> Problem:
From the listing below, copy each line where "positive" occurs.

> Data:
● ● ● ● ● ● ●
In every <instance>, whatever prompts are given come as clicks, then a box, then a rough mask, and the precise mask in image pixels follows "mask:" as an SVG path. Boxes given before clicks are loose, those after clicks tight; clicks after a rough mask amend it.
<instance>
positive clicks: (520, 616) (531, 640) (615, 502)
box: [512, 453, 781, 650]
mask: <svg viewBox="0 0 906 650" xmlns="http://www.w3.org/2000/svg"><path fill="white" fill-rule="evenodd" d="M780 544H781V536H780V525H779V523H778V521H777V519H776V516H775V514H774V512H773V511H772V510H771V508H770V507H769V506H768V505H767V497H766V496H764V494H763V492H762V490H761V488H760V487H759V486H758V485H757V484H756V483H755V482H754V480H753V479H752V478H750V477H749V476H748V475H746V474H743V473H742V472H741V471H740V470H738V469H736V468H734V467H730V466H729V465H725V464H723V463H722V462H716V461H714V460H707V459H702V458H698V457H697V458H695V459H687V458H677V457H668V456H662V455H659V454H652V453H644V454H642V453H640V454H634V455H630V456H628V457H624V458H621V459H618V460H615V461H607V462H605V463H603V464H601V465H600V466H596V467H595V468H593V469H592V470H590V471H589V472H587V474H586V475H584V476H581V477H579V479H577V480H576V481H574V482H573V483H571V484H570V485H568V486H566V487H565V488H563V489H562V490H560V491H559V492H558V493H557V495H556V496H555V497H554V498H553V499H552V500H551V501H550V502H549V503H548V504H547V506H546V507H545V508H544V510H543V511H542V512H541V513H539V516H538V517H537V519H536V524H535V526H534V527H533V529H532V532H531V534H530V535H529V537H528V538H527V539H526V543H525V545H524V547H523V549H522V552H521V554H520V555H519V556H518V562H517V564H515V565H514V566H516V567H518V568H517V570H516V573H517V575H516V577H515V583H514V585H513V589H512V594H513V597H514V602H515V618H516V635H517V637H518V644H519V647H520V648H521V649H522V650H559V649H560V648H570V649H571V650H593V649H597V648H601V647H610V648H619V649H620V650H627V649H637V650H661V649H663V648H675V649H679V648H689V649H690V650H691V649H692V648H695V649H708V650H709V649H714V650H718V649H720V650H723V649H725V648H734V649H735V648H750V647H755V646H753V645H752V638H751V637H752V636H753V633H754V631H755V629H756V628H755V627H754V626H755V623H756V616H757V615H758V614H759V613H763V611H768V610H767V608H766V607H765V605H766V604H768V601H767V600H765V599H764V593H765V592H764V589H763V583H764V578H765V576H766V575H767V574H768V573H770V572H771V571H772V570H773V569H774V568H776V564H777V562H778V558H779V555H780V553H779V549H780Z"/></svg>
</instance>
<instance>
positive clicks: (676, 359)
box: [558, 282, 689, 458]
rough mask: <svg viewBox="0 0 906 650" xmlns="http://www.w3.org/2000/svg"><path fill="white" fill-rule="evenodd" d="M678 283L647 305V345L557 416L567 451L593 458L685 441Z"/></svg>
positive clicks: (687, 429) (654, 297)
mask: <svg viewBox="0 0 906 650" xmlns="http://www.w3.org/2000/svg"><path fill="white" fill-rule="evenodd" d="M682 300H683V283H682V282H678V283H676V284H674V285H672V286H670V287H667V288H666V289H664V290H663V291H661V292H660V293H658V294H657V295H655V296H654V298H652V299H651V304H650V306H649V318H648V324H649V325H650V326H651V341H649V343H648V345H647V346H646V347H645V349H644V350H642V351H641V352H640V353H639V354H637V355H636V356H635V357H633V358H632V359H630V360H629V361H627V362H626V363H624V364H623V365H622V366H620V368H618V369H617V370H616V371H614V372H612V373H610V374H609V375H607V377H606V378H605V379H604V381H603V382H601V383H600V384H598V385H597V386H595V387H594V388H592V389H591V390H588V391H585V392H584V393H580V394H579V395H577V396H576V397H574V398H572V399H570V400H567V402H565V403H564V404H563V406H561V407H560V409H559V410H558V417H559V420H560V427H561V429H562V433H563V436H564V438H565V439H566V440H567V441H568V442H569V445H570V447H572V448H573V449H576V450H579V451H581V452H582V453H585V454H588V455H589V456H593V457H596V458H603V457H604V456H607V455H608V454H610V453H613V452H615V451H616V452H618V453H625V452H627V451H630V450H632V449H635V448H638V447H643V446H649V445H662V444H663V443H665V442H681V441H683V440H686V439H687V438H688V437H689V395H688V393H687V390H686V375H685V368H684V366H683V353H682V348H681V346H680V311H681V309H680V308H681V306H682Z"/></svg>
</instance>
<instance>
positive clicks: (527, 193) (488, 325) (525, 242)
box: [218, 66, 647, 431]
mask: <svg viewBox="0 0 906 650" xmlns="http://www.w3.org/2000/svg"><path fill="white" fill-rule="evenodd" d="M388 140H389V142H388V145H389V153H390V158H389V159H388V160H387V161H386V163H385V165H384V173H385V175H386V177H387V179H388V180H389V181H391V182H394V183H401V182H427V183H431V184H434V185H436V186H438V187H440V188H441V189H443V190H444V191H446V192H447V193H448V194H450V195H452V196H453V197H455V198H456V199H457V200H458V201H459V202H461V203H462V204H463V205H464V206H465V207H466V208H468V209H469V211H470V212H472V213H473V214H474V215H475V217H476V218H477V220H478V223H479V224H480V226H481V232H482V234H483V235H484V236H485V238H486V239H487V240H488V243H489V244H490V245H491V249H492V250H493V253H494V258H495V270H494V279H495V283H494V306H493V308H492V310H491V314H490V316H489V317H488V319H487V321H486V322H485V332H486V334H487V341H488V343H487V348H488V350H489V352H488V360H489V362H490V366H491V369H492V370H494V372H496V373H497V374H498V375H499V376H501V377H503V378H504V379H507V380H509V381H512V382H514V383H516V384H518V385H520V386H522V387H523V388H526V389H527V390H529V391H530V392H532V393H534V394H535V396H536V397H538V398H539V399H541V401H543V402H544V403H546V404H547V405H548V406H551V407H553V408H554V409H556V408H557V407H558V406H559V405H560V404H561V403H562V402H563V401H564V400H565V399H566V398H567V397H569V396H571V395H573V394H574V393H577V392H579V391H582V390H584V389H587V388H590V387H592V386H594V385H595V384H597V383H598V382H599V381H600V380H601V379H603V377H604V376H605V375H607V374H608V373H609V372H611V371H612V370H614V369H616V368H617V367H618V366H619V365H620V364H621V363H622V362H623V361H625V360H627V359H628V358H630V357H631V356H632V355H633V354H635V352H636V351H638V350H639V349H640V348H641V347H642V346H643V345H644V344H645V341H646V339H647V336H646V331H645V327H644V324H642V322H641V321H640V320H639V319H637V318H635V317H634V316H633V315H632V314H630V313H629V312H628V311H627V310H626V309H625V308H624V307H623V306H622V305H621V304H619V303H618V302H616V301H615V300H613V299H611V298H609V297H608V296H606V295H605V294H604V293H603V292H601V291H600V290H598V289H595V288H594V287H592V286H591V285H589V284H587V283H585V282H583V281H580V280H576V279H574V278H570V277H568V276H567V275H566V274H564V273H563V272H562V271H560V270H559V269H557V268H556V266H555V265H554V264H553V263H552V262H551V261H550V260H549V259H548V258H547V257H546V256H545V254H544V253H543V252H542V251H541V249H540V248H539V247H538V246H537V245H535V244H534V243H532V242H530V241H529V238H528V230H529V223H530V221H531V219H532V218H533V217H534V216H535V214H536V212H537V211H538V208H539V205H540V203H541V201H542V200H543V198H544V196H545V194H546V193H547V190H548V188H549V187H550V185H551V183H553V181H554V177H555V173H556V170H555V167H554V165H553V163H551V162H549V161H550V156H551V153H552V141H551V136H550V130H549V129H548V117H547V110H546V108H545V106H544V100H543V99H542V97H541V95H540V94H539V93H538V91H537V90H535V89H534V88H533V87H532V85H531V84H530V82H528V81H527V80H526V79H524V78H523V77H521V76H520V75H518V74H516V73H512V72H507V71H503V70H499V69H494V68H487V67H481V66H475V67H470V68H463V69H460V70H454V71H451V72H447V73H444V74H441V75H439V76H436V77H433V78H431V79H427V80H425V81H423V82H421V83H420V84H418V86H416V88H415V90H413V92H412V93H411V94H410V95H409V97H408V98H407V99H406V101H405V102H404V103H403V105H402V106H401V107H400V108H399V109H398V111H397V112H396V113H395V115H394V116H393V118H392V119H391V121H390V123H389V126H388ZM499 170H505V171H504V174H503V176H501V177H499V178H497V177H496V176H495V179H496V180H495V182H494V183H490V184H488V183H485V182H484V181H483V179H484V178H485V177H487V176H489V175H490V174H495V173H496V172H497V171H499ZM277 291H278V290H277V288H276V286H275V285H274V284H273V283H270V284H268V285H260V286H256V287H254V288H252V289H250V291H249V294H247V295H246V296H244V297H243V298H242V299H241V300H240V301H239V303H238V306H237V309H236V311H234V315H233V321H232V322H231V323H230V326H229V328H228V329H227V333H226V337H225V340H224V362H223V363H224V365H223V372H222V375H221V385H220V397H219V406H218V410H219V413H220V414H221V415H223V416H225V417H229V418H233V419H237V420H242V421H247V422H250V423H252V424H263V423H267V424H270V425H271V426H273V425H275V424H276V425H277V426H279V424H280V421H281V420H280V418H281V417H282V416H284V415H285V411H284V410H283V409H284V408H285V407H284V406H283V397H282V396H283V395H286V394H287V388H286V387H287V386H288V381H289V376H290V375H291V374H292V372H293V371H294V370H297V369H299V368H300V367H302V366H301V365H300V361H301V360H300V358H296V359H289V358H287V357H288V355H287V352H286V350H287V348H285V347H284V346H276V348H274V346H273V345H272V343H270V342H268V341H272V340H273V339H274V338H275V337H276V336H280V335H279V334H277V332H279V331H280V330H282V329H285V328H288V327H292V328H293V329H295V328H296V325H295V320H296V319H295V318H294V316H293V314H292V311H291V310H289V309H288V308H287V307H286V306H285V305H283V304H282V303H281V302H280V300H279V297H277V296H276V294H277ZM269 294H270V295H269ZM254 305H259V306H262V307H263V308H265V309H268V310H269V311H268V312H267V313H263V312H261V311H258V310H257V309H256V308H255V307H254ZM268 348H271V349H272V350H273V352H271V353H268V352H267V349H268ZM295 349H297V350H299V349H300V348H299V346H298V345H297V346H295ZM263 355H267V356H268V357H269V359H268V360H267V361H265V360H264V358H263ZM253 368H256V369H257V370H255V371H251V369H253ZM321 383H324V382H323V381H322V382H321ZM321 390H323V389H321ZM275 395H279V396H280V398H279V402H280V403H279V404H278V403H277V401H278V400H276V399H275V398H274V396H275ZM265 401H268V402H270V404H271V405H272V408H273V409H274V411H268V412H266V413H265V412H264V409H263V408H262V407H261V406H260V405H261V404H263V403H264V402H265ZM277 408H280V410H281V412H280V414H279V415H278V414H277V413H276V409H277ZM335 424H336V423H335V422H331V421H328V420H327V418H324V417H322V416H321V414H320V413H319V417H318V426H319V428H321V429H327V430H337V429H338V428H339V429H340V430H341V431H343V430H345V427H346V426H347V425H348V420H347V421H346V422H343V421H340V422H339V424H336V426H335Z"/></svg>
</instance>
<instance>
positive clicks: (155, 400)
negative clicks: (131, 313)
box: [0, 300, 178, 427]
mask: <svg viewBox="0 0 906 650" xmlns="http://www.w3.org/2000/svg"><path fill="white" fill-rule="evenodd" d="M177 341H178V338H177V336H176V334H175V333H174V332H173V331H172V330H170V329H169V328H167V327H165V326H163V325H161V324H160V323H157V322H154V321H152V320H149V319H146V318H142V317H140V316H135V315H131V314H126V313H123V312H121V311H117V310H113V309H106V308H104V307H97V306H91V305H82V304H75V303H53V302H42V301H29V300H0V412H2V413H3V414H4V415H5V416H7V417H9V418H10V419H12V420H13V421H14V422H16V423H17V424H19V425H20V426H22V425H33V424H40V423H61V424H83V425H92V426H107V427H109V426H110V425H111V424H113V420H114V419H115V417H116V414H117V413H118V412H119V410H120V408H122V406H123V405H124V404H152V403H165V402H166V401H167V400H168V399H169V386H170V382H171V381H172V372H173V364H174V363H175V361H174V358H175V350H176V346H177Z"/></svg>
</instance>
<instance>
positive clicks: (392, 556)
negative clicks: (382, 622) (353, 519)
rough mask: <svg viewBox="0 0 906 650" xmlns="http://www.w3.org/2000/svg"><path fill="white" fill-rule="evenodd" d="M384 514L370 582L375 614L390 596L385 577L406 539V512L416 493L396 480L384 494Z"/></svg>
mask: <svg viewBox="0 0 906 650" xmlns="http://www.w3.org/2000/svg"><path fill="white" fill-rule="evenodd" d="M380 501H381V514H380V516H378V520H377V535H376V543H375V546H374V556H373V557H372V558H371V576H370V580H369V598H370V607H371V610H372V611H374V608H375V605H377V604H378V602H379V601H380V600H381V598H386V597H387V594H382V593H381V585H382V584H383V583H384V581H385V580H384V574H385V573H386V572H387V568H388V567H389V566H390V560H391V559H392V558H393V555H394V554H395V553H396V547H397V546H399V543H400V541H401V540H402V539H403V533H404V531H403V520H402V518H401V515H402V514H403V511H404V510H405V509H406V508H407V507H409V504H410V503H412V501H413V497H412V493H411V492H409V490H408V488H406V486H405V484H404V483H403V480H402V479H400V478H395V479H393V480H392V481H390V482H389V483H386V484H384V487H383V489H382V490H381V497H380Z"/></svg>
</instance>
● ● ● ● ● ● ●
> Output for this task:
positive clicks: (520, 616) (531, 640) (615, 502)
positive clicks: (676, 359)
positive clicks: (687, 429) (654, 297)
positive clicks: (527, 193) (488, 325) (525, 242)
positive clicks: (155, 400)
positive clicks: (392, 556)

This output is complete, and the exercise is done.